Exercise data:

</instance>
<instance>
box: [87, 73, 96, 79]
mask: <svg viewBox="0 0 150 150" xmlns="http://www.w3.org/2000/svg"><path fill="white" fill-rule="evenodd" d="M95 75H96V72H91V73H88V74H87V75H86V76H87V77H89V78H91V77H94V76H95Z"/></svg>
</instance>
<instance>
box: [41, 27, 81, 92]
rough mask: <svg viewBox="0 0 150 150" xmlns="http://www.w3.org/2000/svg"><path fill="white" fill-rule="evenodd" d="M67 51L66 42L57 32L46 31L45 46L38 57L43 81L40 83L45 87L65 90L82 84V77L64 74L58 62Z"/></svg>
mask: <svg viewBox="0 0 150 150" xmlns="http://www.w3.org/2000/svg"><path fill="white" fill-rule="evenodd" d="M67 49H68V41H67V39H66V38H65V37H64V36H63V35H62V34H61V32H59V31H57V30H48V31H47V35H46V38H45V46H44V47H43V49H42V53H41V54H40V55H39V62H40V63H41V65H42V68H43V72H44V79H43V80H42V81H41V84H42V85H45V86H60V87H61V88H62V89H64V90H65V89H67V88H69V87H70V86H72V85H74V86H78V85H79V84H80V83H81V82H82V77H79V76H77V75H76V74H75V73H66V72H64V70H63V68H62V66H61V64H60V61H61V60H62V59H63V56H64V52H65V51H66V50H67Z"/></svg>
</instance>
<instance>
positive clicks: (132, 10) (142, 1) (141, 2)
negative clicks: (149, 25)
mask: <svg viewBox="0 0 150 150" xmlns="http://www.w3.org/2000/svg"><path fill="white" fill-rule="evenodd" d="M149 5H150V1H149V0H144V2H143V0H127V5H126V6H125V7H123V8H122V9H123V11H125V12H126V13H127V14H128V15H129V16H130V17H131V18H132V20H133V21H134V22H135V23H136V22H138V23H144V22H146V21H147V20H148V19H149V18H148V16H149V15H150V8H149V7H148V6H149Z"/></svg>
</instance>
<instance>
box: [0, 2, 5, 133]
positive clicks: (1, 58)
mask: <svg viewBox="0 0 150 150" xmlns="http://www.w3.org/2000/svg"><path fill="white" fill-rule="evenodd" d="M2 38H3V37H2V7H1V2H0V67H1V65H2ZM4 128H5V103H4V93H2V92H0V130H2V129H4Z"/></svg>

* * *

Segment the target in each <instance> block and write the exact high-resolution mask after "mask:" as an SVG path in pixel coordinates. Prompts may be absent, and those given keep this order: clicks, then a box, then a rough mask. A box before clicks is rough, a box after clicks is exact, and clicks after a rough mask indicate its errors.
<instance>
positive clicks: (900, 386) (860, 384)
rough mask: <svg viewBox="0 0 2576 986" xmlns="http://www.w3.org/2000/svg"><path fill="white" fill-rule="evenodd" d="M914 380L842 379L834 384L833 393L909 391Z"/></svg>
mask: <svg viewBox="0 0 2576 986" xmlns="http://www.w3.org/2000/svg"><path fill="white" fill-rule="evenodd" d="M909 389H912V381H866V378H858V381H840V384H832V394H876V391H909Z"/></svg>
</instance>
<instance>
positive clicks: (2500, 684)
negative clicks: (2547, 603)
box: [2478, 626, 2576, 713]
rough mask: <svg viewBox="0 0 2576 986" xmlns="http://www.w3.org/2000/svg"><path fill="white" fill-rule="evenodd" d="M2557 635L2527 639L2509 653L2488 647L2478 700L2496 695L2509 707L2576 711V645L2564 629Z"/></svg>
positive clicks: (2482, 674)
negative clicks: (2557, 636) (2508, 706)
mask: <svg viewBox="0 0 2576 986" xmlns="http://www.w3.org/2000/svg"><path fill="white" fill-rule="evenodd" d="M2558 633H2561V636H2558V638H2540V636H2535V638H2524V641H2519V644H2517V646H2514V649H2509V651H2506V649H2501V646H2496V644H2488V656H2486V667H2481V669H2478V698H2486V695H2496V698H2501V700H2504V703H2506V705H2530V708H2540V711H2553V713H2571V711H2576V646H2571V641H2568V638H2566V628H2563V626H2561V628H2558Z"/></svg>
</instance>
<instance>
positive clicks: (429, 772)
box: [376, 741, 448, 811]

==

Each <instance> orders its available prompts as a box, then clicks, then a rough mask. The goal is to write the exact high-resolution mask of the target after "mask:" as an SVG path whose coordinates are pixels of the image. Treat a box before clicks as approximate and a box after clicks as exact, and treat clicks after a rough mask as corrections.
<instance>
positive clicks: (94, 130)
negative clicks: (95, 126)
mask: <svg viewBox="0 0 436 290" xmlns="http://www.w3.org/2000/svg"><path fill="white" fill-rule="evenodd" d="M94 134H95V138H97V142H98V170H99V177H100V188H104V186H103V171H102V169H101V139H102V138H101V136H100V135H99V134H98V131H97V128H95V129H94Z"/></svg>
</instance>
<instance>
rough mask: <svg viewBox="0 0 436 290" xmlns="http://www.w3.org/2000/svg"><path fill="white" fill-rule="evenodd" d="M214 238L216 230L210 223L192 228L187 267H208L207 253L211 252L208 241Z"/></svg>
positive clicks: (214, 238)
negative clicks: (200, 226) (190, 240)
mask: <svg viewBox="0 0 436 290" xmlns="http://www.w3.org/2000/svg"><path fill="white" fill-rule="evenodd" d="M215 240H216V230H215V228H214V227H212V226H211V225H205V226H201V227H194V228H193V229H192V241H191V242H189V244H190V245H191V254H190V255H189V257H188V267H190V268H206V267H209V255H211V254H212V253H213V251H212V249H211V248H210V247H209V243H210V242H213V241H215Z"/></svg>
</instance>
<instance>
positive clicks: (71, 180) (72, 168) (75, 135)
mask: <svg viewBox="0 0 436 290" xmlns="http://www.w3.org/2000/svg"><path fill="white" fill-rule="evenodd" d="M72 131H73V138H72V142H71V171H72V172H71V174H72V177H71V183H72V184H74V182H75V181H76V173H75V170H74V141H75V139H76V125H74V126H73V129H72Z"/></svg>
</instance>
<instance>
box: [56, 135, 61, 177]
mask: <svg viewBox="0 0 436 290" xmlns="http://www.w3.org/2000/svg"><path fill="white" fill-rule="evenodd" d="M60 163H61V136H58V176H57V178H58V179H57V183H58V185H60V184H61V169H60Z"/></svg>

What is being asked: Return every line of the records that contains the string "negative", matching case exactly.

Solution to the problem:
negative clicks: (149, 25)
negative clicks: (2547, 603)
negative clicks: (2557, 636) (2508, 706)
negative clicks: (95, 126)
negative clicks: (200, 226) (190, 240)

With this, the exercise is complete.